"""

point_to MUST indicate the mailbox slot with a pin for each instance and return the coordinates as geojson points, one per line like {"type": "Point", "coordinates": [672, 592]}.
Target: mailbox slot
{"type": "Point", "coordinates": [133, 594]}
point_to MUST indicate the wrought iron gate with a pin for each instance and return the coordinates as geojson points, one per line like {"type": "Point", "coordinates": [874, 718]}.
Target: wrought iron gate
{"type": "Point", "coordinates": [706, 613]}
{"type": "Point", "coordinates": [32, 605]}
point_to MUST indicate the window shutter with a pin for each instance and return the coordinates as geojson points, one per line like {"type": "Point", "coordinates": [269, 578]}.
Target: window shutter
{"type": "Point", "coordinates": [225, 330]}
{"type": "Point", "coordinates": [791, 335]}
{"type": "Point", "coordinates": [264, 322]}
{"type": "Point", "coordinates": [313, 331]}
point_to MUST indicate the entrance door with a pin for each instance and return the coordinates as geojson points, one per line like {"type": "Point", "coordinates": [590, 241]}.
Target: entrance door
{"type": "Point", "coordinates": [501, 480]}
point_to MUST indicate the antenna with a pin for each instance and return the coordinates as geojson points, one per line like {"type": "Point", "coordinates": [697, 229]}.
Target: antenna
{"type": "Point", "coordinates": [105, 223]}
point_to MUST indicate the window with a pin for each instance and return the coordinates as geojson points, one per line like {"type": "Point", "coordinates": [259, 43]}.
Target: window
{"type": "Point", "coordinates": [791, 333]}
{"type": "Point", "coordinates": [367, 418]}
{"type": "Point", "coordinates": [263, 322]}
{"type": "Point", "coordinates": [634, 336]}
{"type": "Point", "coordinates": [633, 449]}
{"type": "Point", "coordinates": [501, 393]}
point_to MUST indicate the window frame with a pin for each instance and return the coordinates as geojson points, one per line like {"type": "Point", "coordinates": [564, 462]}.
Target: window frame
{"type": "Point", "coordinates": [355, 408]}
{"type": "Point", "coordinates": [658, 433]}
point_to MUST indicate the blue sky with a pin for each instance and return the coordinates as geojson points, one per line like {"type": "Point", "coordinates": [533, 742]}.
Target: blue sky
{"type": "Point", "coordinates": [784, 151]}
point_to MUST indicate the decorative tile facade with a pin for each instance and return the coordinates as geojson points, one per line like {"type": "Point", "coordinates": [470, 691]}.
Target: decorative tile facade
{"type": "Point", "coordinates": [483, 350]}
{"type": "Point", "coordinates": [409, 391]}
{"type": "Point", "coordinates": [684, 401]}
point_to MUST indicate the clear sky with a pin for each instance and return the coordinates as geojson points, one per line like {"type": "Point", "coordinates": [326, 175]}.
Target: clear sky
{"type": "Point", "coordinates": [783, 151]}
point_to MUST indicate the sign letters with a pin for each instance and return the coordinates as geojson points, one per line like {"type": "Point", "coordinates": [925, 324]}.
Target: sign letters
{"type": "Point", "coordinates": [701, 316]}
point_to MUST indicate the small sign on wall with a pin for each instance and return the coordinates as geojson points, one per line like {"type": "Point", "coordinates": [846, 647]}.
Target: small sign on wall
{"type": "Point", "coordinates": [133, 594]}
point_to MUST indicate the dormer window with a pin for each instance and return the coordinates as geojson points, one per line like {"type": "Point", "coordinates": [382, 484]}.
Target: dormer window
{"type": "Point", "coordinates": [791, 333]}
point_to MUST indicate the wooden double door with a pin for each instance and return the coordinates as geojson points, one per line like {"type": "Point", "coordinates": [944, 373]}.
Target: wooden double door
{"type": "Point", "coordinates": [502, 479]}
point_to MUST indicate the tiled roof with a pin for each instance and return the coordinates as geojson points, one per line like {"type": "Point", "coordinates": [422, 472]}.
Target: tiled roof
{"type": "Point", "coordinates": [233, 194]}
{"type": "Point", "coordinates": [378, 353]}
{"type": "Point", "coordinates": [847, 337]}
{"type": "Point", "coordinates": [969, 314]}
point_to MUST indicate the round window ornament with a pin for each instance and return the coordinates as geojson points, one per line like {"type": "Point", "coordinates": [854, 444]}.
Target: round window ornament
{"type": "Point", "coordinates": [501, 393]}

"""
"""

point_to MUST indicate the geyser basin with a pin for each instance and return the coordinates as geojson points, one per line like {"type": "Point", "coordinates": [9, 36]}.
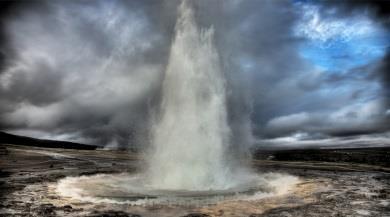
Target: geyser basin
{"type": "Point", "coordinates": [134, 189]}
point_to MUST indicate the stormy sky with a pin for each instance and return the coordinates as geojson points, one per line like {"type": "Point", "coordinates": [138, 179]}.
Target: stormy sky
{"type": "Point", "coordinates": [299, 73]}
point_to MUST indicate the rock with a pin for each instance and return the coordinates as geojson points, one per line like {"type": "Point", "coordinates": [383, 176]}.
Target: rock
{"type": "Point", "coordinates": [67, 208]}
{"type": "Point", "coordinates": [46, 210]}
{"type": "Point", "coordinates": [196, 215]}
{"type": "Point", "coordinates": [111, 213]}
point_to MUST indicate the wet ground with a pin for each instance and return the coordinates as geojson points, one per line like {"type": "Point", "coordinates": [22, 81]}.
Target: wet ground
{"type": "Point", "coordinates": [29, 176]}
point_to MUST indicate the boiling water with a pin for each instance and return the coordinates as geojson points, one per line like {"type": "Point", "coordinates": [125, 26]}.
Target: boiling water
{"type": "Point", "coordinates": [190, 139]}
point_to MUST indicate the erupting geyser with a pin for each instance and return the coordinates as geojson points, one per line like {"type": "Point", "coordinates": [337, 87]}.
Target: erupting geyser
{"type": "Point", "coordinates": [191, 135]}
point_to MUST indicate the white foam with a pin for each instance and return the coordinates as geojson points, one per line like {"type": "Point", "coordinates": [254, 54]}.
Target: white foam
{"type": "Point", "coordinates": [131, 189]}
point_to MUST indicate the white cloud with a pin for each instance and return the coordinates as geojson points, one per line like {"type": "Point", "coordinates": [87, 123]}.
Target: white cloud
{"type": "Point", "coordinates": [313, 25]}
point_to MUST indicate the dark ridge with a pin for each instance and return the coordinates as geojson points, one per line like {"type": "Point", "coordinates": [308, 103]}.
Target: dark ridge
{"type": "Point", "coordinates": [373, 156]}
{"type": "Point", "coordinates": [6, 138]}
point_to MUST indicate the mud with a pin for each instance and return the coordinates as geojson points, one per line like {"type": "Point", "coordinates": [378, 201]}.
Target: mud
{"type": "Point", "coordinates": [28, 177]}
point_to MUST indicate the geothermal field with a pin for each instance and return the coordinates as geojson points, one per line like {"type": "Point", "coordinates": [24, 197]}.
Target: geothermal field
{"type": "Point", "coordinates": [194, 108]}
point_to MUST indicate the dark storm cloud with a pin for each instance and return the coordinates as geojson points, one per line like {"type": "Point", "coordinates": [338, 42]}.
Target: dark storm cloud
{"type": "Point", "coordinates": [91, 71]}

"""

[GOAL]
Pull out every line from the entries above that includes the word "blue", and copy each of those lines in full.

[EXERCISE ANSWER]
point_to MUST indicate the blue sky with a pin for each instance and return the coordinates as geojson points, one per line like {"type": "Point", "coordinates": [533, 742]}.
Target: blue sky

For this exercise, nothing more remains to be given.